RECORDED DATA:

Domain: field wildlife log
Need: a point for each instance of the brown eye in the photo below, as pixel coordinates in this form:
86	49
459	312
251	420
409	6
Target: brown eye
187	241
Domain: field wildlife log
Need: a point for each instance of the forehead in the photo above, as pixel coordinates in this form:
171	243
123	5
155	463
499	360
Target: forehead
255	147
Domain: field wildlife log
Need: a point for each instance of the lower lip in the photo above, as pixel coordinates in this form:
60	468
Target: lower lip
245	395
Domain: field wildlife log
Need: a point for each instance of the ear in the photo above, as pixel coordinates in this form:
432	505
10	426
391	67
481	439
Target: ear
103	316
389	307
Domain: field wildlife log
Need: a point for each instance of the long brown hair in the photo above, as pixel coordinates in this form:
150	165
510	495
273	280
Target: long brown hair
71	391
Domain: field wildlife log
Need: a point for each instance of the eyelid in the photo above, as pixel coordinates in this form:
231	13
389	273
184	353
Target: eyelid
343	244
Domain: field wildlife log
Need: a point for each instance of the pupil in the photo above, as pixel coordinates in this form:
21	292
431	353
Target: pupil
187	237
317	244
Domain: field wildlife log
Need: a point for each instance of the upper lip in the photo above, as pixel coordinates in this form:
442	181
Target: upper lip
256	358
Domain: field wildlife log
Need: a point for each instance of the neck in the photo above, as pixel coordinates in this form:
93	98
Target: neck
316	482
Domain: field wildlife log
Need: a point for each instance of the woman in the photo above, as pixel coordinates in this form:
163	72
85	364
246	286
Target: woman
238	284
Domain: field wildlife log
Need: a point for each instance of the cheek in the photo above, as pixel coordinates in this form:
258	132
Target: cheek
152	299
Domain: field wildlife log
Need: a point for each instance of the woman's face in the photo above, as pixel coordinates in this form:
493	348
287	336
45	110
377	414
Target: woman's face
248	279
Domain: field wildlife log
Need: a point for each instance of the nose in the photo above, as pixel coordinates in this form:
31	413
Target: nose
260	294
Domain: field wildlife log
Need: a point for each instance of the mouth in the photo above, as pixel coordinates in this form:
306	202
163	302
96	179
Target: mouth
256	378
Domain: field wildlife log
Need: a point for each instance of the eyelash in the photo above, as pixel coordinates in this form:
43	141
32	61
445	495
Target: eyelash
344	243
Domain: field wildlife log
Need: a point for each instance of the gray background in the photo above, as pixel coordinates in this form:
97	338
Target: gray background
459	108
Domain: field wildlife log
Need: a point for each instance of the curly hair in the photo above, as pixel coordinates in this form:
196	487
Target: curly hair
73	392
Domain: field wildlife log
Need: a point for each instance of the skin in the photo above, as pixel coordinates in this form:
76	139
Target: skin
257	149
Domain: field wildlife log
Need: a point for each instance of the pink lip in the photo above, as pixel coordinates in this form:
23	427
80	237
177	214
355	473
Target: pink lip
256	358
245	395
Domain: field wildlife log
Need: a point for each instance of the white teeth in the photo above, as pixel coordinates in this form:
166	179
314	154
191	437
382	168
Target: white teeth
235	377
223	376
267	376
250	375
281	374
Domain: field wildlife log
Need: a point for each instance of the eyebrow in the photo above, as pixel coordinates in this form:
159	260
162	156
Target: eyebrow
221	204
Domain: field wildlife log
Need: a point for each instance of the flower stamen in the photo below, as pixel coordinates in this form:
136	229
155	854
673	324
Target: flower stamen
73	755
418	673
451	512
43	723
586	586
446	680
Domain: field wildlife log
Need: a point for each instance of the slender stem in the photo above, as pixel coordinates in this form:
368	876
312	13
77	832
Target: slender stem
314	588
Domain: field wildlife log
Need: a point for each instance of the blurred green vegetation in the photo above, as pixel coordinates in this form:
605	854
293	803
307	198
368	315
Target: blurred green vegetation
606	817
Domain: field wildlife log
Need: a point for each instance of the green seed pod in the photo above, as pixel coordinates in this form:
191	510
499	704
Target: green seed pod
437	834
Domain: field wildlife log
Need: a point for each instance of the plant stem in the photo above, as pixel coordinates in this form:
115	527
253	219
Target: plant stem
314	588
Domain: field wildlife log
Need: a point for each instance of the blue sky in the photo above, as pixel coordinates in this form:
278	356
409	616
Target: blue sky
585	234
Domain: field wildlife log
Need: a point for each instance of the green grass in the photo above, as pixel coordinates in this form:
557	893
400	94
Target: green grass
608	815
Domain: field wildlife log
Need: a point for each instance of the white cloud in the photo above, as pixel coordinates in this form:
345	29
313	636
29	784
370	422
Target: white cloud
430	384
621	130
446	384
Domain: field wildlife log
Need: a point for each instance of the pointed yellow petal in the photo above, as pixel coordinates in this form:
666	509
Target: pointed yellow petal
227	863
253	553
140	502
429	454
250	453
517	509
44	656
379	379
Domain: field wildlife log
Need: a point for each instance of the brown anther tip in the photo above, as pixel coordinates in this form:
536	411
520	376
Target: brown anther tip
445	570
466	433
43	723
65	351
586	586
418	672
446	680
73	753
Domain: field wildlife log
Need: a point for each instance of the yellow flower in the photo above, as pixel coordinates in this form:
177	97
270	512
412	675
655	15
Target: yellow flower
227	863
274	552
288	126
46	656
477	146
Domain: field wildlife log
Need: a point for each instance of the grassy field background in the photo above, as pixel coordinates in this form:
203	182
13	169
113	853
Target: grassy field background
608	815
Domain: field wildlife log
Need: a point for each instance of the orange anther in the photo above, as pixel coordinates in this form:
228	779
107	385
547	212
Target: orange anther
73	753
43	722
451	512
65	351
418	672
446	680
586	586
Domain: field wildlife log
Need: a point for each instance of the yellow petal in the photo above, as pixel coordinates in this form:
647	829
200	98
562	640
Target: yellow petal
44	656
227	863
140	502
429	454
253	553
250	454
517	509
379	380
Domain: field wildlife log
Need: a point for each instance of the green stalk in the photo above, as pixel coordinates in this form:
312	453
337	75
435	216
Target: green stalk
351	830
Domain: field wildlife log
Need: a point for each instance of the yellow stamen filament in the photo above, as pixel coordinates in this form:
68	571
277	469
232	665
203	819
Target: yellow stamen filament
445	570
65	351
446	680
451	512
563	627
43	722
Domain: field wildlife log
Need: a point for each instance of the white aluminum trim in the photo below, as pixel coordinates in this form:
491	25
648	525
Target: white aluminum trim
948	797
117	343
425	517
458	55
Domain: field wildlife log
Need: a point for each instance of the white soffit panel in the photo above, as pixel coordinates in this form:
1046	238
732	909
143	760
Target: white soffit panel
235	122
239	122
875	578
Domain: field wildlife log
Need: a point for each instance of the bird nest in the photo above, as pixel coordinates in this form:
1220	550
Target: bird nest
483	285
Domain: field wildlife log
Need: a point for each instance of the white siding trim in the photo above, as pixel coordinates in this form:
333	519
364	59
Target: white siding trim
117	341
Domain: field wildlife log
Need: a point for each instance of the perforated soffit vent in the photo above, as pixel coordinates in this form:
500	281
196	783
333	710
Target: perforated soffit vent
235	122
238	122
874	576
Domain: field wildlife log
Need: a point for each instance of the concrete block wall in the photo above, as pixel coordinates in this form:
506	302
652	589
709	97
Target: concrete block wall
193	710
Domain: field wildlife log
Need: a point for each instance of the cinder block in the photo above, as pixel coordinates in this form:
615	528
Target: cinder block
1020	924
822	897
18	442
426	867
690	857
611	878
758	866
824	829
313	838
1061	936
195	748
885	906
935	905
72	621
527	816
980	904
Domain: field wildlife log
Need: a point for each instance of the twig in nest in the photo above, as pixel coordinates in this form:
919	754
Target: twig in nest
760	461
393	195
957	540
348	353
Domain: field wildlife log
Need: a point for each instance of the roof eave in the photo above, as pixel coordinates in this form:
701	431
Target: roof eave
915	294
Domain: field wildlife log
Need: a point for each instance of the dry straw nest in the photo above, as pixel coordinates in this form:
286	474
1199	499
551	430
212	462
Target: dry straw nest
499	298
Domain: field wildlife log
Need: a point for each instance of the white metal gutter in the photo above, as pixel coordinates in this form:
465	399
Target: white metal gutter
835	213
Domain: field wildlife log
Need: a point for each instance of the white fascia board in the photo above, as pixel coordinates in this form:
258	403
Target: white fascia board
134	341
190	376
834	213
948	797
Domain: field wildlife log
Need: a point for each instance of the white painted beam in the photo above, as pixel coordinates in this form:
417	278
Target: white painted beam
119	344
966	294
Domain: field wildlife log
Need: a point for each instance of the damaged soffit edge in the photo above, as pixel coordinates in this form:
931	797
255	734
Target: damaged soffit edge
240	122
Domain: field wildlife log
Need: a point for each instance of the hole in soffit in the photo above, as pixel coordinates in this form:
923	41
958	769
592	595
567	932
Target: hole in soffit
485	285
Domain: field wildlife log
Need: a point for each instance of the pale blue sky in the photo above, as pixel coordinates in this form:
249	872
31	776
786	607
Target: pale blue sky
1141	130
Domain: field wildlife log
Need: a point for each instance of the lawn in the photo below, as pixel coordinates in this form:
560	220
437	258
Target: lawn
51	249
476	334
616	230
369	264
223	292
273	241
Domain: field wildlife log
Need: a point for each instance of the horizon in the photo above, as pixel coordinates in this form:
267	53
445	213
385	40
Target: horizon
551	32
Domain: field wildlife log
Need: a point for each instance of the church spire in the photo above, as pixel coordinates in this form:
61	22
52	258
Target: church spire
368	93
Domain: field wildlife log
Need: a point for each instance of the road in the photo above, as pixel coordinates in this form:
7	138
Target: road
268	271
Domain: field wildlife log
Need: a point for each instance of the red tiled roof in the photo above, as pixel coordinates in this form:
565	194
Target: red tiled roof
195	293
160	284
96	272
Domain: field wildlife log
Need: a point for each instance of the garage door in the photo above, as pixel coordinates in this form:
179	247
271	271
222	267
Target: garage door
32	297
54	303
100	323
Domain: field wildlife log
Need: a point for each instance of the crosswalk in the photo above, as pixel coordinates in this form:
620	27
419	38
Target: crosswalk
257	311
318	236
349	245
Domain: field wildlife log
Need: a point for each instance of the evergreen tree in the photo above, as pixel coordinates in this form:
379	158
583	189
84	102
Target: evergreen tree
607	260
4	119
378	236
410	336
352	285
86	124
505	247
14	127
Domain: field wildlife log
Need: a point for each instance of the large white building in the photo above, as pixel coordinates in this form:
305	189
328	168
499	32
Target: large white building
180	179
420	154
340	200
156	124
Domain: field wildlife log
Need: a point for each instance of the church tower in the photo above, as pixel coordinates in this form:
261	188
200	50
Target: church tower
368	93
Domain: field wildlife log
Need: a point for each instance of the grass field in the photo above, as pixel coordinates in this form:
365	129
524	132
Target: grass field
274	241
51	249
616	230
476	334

TASK TO COMPLETE: Read the data above. Pull out each line in which the string "below" appears.

EXERCISE ANSWER:
Need: a point for each instance of the brown eye in the photo below, as pixel coordinates in this form:
Need: a point for each instance of the flower stamen in the photo below, as pixel coordinates in this form:
Need: a point for each instance of the white aluminum trim in the photo below, as pixel coordinates in this form:
Need: a point for each instance of the lawn in the photo below, as pixel coordinates in this form:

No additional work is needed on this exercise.